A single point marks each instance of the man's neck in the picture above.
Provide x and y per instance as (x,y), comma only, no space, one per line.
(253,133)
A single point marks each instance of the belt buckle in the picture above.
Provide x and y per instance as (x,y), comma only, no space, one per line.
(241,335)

• **ASSIGNED TASK**
Make an exact copy of the material above.

• **RESPONSE**
A single point marks each instance of the man's neck in the picture above.
Provide x and y per instance as (x,y), comma only, no space, one per line.
(253,133)
A single point marks each instance of the belt buckle in the picture above.
Provide x and y per instance as (x,y), comma only, no space, one per line.
(241,335)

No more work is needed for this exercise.